# [What the exercise asks]
Of the lines below, write out exactly those from the line with "Target: red and white santa hat" through the line with "Target: tree trunk", both included, and skip the rest.

Records from a dataset

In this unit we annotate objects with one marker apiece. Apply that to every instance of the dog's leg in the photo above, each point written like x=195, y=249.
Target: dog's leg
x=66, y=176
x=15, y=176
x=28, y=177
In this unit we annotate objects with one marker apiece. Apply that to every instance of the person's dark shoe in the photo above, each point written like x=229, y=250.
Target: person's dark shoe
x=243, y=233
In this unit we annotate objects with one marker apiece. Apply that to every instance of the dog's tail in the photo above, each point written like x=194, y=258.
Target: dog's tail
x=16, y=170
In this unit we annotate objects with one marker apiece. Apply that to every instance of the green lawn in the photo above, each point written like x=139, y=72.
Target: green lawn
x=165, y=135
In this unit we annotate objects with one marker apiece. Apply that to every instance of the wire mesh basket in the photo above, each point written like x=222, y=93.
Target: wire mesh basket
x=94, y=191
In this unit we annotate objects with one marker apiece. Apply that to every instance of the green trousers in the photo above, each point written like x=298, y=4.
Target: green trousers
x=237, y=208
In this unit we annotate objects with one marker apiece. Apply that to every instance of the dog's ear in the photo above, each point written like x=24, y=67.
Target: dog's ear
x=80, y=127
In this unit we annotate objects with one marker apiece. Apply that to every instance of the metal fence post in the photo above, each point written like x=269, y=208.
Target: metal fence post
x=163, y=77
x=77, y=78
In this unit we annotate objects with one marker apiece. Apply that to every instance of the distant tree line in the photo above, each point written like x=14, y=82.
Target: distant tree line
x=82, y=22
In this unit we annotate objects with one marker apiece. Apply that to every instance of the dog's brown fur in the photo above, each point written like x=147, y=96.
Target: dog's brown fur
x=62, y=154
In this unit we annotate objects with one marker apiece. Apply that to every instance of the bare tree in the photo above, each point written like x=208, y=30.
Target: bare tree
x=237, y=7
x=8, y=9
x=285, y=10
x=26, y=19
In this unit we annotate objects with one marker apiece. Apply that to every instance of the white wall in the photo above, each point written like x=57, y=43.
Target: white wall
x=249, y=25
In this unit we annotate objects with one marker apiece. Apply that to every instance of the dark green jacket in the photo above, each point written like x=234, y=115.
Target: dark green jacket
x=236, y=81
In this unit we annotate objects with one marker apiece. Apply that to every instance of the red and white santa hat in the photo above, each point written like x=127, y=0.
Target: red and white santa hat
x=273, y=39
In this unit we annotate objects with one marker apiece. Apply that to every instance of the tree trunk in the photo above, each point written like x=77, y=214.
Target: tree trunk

==

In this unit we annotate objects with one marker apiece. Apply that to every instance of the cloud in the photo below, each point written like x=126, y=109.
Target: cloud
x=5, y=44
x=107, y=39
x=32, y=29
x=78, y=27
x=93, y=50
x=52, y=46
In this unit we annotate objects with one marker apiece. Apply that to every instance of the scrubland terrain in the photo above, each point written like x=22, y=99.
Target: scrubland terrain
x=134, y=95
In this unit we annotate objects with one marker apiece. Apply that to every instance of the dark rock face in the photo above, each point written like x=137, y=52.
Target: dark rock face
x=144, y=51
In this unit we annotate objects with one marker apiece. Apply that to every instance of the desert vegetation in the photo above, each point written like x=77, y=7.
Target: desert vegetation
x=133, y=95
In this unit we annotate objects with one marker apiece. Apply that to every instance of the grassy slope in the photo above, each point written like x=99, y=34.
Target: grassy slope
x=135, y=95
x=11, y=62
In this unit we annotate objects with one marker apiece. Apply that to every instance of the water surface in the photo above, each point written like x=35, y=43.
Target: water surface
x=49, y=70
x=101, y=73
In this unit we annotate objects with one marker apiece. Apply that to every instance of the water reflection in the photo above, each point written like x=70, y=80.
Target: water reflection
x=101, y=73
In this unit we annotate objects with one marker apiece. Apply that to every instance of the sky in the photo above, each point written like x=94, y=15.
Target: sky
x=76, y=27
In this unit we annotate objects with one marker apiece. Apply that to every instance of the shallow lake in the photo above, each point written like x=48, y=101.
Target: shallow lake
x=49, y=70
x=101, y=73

# [Output of the exercise]
Target: red and white santa hat
x=273, y=39
In this unit we annotate objects with one marker apiece. Apply that to every instance of the tree trunk in the photo above, each point written like x=77, y=214.
Target: tree trunk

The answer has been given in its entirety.